══ Given data

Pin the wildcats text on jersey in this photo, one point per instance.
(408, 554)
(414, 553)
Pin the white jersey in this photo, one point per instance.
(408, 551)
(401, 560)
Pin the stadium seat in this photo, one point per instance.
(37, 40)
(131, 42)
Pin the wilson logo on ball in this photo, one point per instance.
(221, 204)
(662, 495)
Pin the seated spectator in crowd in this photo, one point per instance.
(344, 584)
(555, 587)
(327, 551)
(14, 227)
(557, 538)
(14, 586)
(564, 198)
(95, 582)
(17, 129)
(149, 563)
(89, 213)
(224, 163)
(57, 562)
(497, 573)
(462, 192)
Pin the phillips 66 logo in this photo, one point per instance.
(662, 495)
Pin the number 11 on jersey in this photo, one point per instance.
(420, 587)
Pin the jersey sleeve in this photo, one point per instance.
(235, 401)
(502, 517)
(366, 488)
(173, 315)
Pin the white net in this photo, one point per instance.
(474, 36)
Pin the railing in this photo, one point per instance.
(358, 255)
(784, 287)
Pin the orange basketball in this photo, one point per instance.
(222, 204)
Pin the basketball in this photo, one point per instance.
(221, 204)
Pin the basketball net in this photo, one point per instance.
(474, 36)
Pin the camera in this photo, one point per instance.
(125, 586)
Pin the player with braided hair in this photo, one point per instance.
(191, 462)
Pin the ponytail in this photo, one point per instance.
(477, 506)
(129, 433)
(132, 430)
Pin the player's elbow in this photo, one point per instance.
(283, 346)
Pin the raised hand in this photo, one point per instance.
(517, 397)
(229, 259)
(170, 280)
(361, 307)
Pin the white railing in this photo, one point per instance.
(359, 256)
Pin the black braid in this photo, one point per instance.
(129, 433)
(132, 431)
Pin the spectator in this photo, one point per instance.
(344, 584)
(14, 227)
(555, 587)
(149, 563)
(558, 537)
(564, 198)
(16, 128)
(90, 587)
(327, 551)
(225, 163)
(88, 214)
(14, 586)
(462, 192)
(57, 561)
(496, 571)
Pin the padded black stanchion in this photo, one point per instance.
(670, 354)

════

- **Exercise directions**: Write out every entry above, word for word.

- **The reply**:
Pin the wildcats text on jersey in this photo, one point per instance.
(408, 554)
(414, 553)
Pin the white jersey in this photo, one point per instance.
(408, 551)
(401, 560)
Pin the stadium seat in this photo, one point per instance.
(37, 40)
(131, 42)
Pin the wilson logo on ball in this photo, one point per instance.
(221, 204)
(662, 495)
Pin the seated spectator in crowd in this photo, one point per instance.
(344, 584)
(555, 587)
(327, 551)
(14, 227)
(557, 538)
(14, 586)
(564, 198)
(95, 582)
(17, 129)
(149, 563)
(89, 213)
(224, 163)
(57, 562)
(497, 573)
(462, 192)
Pin the phillips 66 logo in this photo, one point per instance.
(662, 495)
Pin the number 11 on jersey in this photo, one point per instance.
(420, 587)
Pin the jersey sleeve in this photo, one point per instance.
(235, 401)
(502, 517)
(366, 488)
(173, 315)
Pin the white net in this photo, one point per instance.
(474, 36)
Pin the railing in this photo, one point per instance.
(358, 255)
(784, 287)
Pin the orange basketball in this photo, one point per instance.
(222, 204)
Pin the basketball in this photo, one point per instance.
(221, 204)
Pin the basketball net in this photo, one point per instance.
(474, 36)
Pin the camera in this photo, one point per instance.
(125, 586)
Pin the player with braided hair in this photo, one point per instance.
(191, 462)
Pin the ponytail in this photo, one point per instance.
(477, 506)
(129, 433)
(132, 430)
Pin the player's elbow in this photo, one point per instance.
(283, 346)
Pin the raised hand in this photo, one point per instance.
(517, 397)
(229, 259)
(170, 280)
(361, 307)
Pin the white railing in this photo, one point per instance.
(359, 256)
Pin the black braid in this photo, one point per instance.
(129, 433)
(132, 431)
Pin the spectator in this photo, one point per instance.
(344, 584)
(14, 227)
(555, 587)
(149, 563)
(558, 537)
(564, 198)
(16, 128)
(90, 587)
(327, 551)
(225, 163)
(88, 214)
(14, 586)
(462, 192)
(57, 561)
(496, 571)
Pin the padded black stanchion in this photo, one point per instance.
(670, 354)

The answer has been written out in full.